TASK OBJECTIVE:
The entries are to be written out word for word, with their images left out.

*** Opening of INFORMATION PROVIDED ***

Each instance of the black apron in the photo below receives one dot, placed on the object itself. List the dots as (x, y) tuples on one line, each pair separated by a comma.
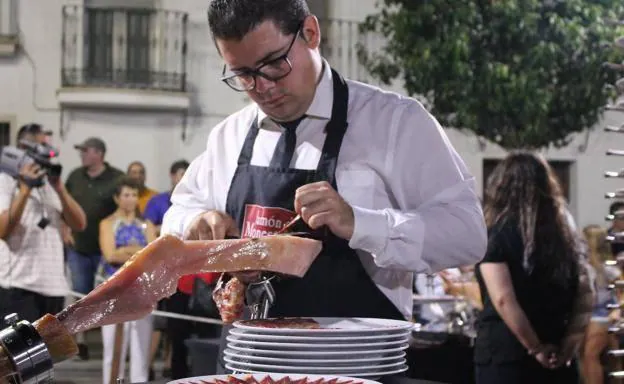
[(336, 285)]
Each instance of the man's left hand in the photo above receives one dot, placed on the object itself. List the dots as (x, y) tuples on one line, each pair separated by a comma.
[(320, 204)]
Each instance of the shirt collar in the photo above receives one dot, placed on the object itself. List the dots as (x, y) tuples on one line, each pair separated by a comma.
[(322, 103)]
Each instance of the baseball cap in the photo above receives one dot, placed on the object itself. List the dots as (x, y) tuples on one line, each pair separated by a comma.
[(33, 129), (92, 142)]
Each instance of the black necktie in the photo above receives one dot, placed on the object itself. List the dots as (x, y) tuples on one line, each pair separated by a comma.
[(286, 144)]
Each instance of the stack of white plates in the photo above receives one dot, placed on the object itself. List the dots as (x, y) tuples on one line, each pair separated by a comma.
[(356, 347)]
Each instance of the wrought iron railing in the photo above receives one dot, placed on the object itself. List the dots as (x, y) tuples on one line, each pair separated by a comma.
[(137, 48), (8, 19)]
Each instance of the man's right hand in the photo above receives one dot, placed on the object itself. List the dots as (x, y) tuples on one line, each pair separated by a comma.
[(29, 173), (211, 225)]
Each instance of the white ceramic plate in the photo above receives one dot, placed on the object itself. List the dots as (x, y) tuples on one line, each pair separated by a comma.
[(311, 361), (249, 335), (337, 354), (337, 325), (308, 346), (359, 374), (274, 376), (314, 369)]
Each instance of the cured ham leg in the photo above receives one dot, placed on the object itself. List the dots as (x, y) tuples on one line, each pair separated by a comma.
[(152, 273), (59, 341)]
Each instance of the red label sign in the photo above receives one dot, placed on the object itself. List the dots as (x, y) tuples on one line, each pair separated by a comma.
[(263, 221)]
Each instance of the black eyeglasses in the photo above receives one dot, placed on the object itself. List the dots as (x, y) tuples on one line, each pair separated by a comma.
[(273, 70)]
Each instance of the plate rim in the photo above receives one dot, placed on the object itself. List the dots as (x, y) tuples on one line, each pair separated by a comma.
[(401, 325), (227, 359), (303, 338), (314, 346), (277, 376), (400, 355), (403, 347), (357, 376)]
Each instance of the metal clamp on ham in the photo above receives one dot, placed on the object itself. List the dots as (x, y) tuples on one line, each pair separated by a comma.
[(26, 352), (260, 296)]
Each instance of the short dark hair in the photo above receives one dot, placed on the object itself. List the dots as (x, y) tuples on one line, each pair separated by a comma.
[(127, 182), (233, 19), (180, 164), (136, 162), (616, 206)]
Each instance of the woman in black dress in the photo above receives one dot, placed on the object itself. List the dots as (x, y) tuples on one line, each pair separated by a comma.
[(529, 277)]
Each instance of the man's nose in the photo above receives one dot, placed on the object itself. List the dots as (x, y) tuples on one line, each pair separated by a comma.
[(263, 85)]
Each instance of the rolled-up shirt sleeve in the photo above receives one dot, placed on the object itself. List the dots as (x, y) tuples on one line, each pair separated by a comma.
[(191, 197), (438, 221)]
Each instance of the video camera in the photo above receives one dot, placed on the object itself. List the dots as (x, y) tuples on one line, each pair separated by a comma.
[(12, 159)]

*** Close of INFORMATION PROVIDED ***

EXERCISE SOLUTION:
Each instance of the black apron in the photo below receives one dot, placed on the object itself. List the dots as (x, y) tuples on one line, each pair separated by a comma.
[(336, 285)]
Each instance of the man's left hand in the photo above receives one dot, placed on the object itself. List the dots as (x, y) tuples on one line, each pair separated by a comma.
[(320, 204)]
Each instance of the shirt collar in the photo above receives one dot, placed on the object itself. List the dots as (x, y) tuples on one line, each pair separated by a comma.
[(322, 103)]
Each instance of the baseball cap in the photo above receives one dot, placed on the object itself. List the dots as (x, y) tuples on one line, each pair separated by a comma.
[(33, 129), (92, 142)]
Each instance of the black necktie in the photo above receives one dot, placed on the object itself. List the dots as (x, y) tuples on one line, each pair separated by a comma.
[(286, 144)]
Each instance of the stack of white plates in the photo above receives one dot, placed on the object itself. List the dots as (x, y) tuples on one line, each pair separated by a comma.
[(356, 347)]
Each instance of the wrought iron railing in the photo above receives one dot, placed on the object itself. List the dots as (x, y) tuples on one line, each pair separated by a comma.
[(137, 48), (8, 19)]
Each instance of the man's right hand in the photo above receives one dot, placed on the object itself. List the dots as (x, y) tuples on one line, each pair separated by a comma.
[(29, 173), (211, 225)]
Each instance of the white ceramic plate in the photo above receives one dot, placed on the object itself. List the dots as (x, y) tuples on one line, each pair separated by a comma.
[(311, 361), (249, 335), (337, 354), (337, 325), (308, 346), (359, 374), (274, 376), (314, 369)]
Each instance of the cured ham leg in the photo above receives one dot, placed on the object itself. List the dots as (x, y) tuples on one line, each pair separated by a comma.
[(152, 273), (59, 341)]
Each instance of the red label sign in the photo above receives one dot, placed on the object itself. List the dots as (x, y) tuples on one line, each pair separated by a comma.
[(263, 221)]
Each instance of the black eyeglasses in the photo above receives one dot, placed on the object itself. List the dots as (x, y) tuples on one line, each pair separated by a comma.
[(273, 70)]
Each instance of the plate rim in the photo above receives one dot, placed on the object itself. List the dots as (x, y) tuples on one line, each pair separated by a comma.
[(401, 325), (227, 359), (303, 338), (314, 346), (277, 376), (400, 355), (403, 347), (357, 376)]
Each instance of the metal clamp on ham in the photo above receives one dot, placed on the object itself. List the dots as (x, y) tuples on one line, each pair separated by a comma.
[(26, 352), (260, 296)]
Each instance of the short dark hair in the photo above receives one dot, placed on the object itself. List the dots as (x, y) tuples on one line, each pair separated by a comma.
[(127, 182), (233, 19), (180, 164), (136, 162), (616, 206)]
Each instance of the woman in black dress in the photo above receives one dot, placed on the object itself. List the dots as (x, y) tuples on one line, each pair separated by a comma.
[(529, 277)]
Each instance of the man's nose in the photo above receives one dot, placed on the object itself. List the dots as (x, y) tuples on one line, each pair separated by a comma.
[(263, 85)]
Each instance of the rolled-up shirt sleeve in the photo above receives one dot, placed on the object itself. List the dots as (x, y) tuples on one line, each pair separated by a comma.
[(191, 197), (438, 221)]
Each instance of the video camera in the photo above receives one dot, placed on the object itself. List the dots as (x, y) tuples on one line, each pair separated by a comma.
[(12, 159)]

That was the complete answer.